Goal: Could you reproduce everything from the line containing "[Batch job #auto] Object class: asphalt" down to the line containing "172;218;194;248", both ends included, keeping the requests unchanged and shifting every coordinate in the answer boxes by -114?

Records supplied:

★ ★ ★ ★

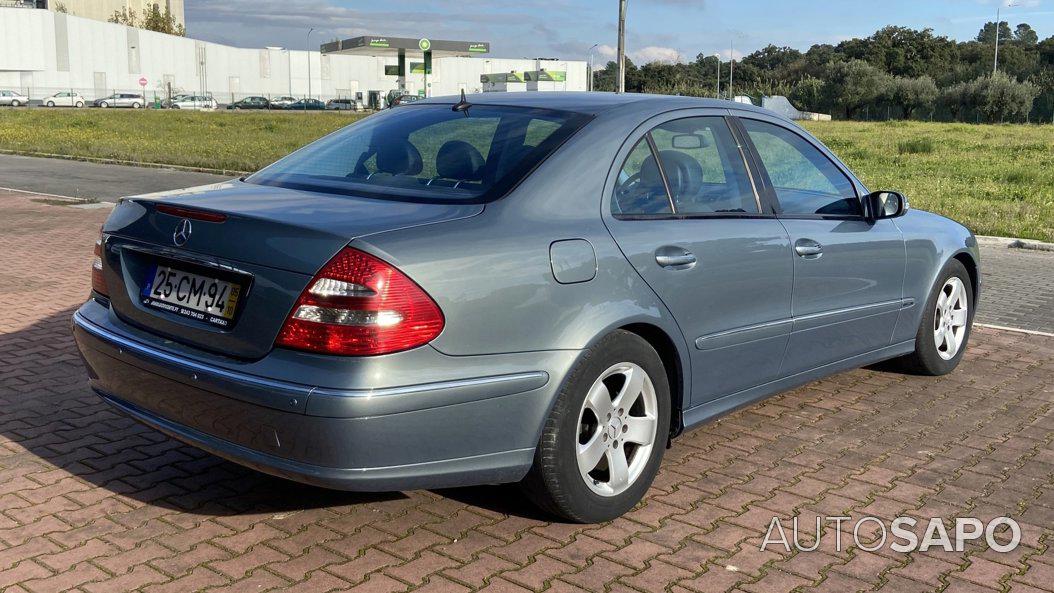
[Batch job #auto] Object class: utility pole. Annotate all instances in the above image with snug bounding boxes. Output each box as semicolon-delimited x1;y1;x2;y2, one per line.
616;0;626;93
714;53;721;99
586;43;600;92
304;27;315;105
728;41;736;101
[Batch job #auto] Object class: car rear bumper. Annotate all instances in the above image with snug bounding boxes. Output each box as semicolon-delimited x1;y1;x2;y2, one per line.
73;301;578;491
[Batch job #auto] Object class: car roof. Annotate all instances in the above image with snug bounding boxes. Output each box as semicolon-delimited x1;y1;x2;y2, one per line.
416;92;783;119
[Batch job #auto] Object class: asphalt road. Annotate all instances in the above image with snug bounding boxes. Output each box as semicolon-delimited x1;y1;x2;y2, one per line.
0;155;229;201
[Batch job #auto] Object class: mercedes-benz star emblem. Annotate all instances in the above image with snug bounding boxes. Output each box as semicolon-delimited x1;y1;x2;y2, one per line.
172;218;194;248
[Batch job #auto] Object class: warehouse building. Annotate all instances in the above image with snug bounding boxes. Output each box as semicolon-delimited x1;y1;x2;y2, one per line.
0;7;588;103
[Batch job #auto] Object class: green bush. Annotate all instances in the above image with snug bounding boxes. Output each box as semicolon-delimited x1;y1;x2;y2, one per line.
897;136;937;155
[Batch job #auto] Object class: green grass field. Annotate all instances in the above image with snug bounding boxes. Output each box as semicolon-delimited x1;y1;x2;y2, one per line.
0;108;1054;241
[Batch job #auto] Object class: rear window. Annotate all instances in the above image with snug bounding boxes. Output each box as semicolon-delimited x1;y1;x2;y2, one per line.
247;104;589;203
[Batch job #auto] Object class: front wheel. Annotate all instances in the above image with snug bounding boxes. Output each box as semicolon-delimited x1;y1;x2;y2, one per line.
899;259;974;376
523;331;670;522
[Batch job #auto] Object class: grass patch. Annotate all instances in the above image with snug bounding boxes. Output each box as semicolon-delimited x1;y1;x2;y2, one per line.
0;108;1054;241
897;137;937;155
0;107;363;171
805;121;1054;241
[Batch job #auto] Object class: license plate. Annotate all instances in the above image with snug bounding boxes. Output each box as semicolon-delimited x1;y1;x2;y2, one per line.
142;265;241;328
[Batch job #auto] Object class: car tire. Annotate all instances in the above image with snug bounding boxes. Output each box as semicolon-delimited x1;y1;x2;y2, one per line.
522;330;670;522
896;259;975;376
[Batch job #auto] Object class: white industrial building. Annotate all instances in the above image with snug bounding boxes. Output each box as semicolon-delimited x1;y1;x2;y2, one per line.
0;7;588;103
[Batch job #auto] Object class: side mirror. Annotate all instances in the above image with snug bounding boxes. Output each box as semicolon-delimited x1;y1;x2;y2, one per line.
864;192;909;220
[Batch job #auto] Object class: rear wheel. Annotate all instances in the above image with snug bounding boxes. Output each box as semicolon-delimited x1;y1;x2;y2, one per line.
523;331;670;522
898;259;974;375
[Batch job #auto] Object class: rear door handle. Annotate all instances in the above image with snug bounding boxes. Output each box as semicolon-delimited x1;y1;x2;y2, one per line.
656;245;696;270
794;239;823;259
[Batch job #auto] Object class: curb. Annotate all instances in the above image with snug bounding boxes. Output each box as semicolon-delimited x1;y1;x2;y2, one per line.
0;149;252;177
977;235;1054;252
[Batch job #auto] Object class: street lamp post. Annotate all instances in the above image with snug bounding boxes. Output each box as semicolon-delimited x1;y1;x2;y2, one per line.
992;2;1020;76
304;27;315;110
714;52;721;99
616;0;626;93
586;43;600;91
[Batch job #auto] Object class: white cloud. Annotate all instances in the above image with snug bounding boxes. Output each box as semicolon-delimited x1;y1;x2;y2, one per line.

★ ★ ★ ★

Reply:
[Batch job #auto] Object class: asphalt road. Annotate all instances in the above image with snug bounding boxes. Output each box as semicolon-delimited x1;y1;x2;y2, one per line.
-114;41;115;87
[Batch job #auto] Object class: mercedes-benz star emblem. Annotate all instances in the above image with snug bounding boxes. Output each box as semicolon-delimited x1;y1;x2;y2, one per line.
58;104;80;134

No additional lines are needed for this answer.